▶ [Source data]
------------

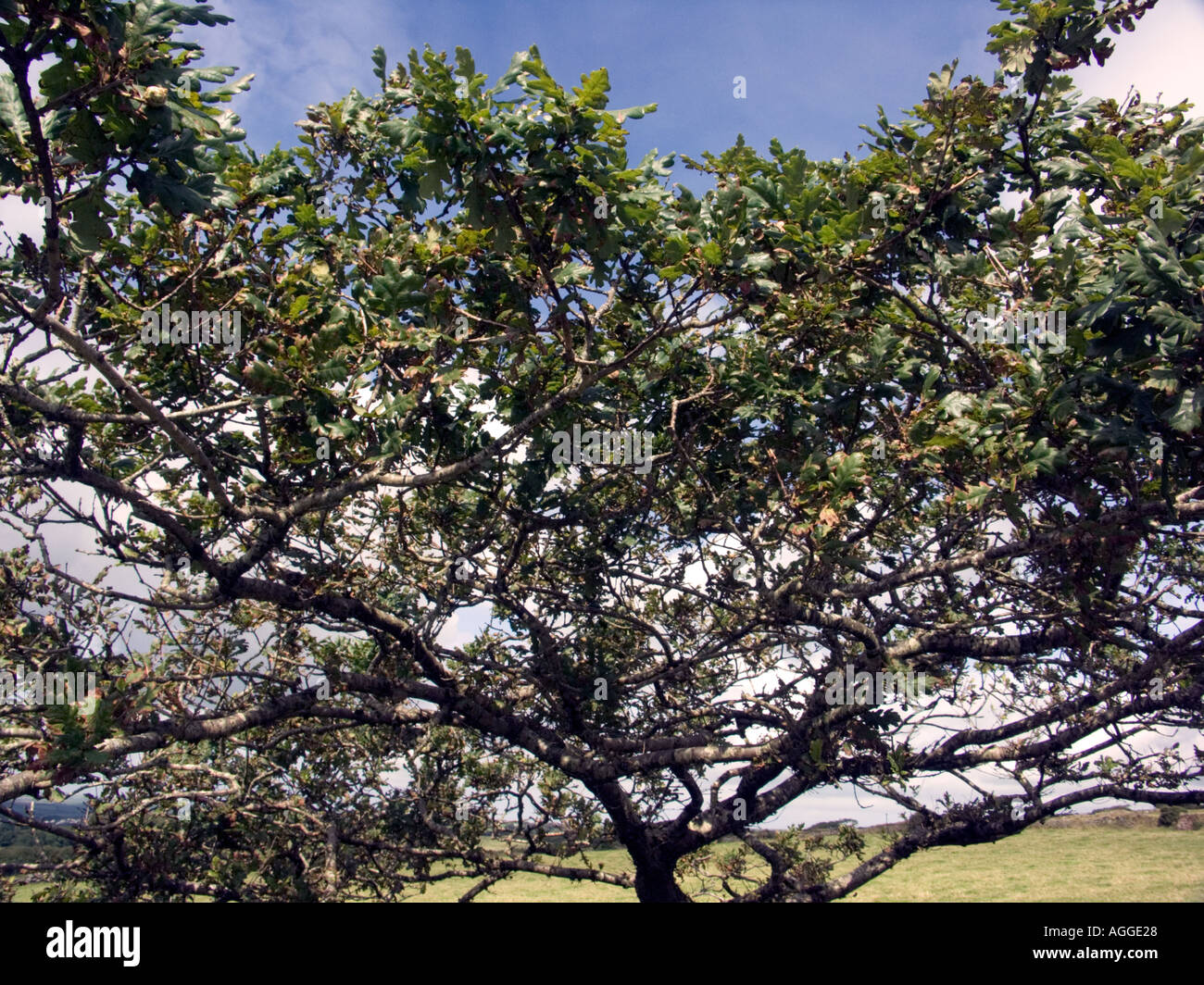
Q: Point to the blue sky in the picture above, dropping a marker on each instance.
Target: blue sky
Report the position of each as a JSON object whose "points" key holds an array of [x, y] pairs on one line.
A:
{"points": [[814, 70]]}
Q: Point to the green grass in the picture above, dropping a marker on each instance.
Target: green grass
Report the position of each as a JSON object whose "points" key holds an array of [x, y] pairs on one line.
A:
{"points": [[1109, 857]]}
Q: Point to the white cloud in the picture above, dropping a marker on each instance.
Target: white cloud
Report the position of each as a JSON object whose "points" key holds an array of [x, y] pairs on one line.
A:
{"points": [[1162, 56]]}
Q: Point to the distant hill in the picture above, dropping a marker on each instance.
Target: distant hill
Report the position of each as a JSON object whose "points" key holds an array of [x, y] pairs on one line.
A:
{"points": [[71, 809]]}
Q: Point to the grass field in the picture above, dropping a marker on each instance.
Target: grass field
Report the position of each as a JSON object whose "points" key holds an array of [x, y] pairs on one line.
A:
{"points": [[1109, 857]]}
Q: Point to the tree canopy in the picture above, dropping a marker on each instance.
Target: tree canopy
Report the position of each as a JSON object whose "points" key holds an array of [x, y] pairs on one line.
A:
{"points": [[309, 409]]}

------------

▶ [Written instruction] Rewrite the rows from the line containing "Q: Point to the distant" through the end of the rows, requests included, and shift every coordinate in the answers by -140.

▶ [Answer to the task]
Q: Point to the distant hill in the picture above, dropping a marker on each instance.
Target: distant hill
Report the position of each as a JSON object whose "points" key holds an array of [x, y] pairs on one line.
A:
{"points": [[-69, 669]]}
Q: Point to the grass field in the picture above, dropping a marker on each instance.
Target: grass field
Report the position of each as a JSON object whose "points" key holds an array of [x, y] pairs on one line.
A:
{"points": [[969, 717]]}
Q: Point to the tree canopy in the picture above, dropping a marker on each instance.
Target: tree canopy
Report the position of each as a JSON object whose "points" key holds an array of [x, y] pairs on one line.
A:
{"points": [[169, 269]]}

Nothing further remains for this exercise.